***** TEXT EXCERPT
Sharaf al-Din Khan b. Shams al-Din b. Sharaf Beg Bedlisi (Kurdish: شەرەفخانی بەدلیسی, Şerefxanê Bedlîsî; ; 25 February 1543 – ) was a Kurdish Emir of Bitlis. He was also a historian, writer and poet. He wrote exclusively in Persian. Born in the Qara Rud village, in central Iran, between Arak and Qom, at a young age he was sent to the Safavids' court and obtained his education there.

He is the author of Sharafnama, one of the most important works on medieval Kurdish history, written in 1597. He created a good picture of Kurdish life and Kurdish dynasties in the 16th century in his works. Outside Iran and Kurdish-speaking countries, Sharaf Khan Bidlisi has influenced Kurdish literature and societies through the translation of his works by other scholars.

He was also a gifted artist and a well-educated man,                                                                                                                                                                                                                                                                                                                                                                                                                                                                                                                                                                                                                                                                                                                                                                                 excelling as much in mathematics and military strategy as he did in history.

Early life
Sharaf Khan Bidlisi was born on 25 February 1543, in the Markazi province of Iran in the Garmrood village, during the exile of his father. His father was Shamsheddin, a Kurdish Beg, while his mother was of Turkic descent and belonged to the Mawsillu tribe.  

He was a member of the Rojkî tribe, whose members governed the Bitlis Emirate at the time and had ruled intermittently as an independent emirate since at least the 9th century. Sharafkhan therefore never took up the common tribal title of "Khan", preferring instead the royal title of emir or mir, "prince." He was most commonly known as Mir Sharaf (Prince Sharaf). 

Later his family was taken under protection of the Safavid dynasty. He was schooled at Tahmasb's court, and wrote in 1596:

Bedlîsî spoke of his education entailing instruction in the Quran, readings on the principles of shari'a, piety and purity. Due to Shah Tahmasp's religious disposition, Bidlisi was introduced to religious scholars, who warned him against evil people, and instead encouraged friendship with the virtuous. And once Bidlisi attained maturity, he was taught the martial arts (sipahigira), archery, polo, racing, swordsmanship, and the precepts of chivalry – humanism and generosity.
**********
**REQUIREMENT 1:**
Answer these questions from the biography of Sharaf Khan Bidlisi:
(a) In what year was the Sharafnama written?
(b) To which tribe did his mother belong?
(c) Which titles did he prefer instead of "Khan"?
**REQUIREMENT 2:** Resume the biography of Sharaf Khan Bidlisi, starting after its final sentence.
***** GIVEN INFORMATION
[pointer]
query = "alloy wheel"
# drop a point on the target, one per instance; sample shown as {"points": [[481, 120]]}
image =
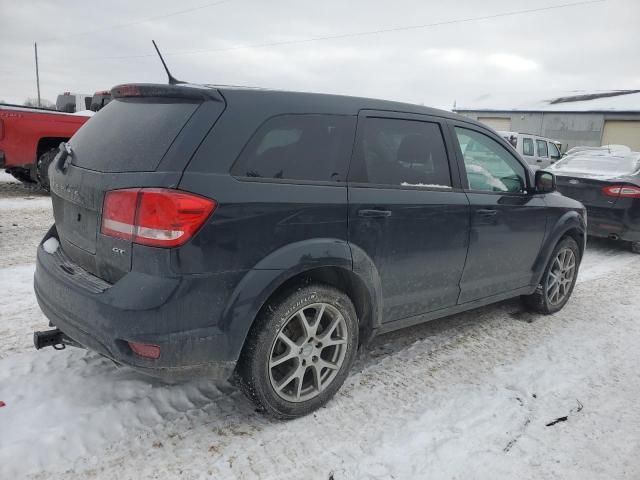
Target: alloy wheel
{"points": [[561, 275], [308, 352]]}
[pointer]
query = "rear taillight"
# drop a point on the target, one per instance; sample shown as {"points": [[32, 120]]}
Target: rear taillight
{"points": [[622, 191], [158, 217]]}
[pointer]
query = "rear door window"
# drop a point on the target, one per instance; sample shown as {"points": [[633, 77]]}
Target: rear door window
{"points": [[542, 148], [404, 153], [554, 153], [299, 147], [527, 147], [490, 167], [130, 135]]}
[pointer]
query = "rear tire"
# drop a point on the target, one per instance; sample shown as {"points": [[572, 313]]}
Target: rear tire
{"points": [[299, 351], [558, 280], [42, 168]]}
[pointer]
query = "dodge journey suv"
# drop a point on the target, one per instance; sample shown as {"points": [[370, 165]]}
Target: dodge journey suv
{"points": [[261, 236]]}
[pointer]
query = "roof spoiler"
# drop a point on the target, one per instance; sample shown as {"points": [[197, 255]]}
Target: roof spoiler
{"points": [[186, 92]]}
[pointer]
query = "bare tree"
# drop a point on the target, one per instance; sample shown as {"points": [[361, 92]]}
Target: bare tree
{"points": [[44, 103]]}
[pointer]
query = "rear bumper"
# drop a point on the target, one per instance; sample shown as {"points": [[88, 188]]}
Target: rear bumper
{"points": [[611, 222], [104, 317]]}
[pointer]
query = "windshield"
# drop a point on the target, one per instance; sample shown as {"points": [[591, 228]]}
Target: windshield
{"points": [[591, 163]]}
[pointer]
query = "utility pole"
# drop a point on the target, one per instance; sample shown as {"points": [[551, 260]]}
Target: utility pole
{"points": [[37, 73]]}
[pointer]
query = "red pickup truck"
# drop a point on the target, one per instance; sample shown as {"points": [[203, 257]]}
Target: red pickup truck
{"points": [[29, 140]]}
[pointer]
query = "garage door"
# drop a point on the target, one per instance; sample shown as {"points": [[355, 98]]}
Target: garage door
{"points": [[497, 123], [623, 132]]}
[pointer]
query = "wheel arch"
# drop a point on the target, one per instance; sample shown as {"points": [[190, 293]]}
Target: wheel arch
{"points": [[331, 265], [570, 224]]}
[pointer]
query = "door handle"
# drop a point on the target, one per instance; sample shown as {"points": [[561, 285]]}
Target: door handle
{"points": [[374, 213], [487, 213]]}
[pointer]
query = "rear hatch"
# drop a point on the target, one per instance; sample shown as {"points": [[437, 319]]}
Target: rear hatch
{"points": [[144, 138]]}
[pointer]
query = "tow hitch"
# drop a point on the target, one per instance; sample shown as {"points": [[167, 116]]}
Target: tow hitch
{"points": [[51, 338]]}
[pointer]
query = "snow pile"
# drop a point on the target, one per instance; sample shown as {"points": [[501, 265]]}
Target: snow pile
{"points": [[598, 163]]}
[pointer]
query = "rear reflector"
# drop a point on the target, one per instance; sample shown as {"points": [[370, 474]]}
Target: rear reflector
{"points": [[145, 350], [158, 217], [622, 191]]}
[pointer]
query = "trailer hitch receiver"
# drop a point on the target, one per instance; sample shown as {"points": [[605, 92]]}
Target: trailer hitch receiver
{"points": [[50, 338]]}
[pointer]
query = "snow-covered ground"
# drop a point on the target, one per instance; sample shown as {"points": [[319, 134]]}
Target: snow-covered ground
{"points": [[465, 397]]}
**********
**EXPECTED ANSWER 1:**
(a) 1597
(b) The Mawsillu tribe
(c) Emir or mir, meaning "prince"

**EXPECTED ANSWER 2:**
Reign 
In 1576 Tahmasb of the Safavids gave him the title of Mir of Mirs and appointed him leader of all Iranian Kurdish tribes. He accepted his title, but only two years later, Sharafkhan abandoned his previous stand, and supported the Ottomans in their war against the Iranians, offering them 400 soldiers. In 1578, Sultan Murad III, the Ottoman Sultan, granted Sharafkhan the title of Emir and he became the Mir of the Emirate of Bitlis. Between 1578 and 1588, Sharafkhan virtually led all the Ottoman wars against the Persians. In 1597, Sharafkhan gave the authority of his dynasty to his son Šams-al-Dīn.

Sharafnama

Sharaf Khan Bidlisi was planning for a long time to write a book about Kurdish history, and finally in 1597 he started writing his epic, Sharafnama. The Sharafnama divides its history into four parts. The first one deals with the five Kurdish dynasties that have enjoyed status as royalty (Saltant): the Marwanids of Amed, the Hasanwayhids of Dinavar and Sharizur, the Fadluyids of the Great Lur, the princes of little Lur, and finally, Saladin the Great and the Ayyubids. The second part lists dynasties that have had coin struck and the khutba recited in their names. (The Khutba is a religious invocation pronounced at the Friday day prayers meeting that mentions the Prophet, the first four caliphs and the current rulers). The third part numbers the families of the hereditary governors, while the fourth details the history of the mirs of Bitilis.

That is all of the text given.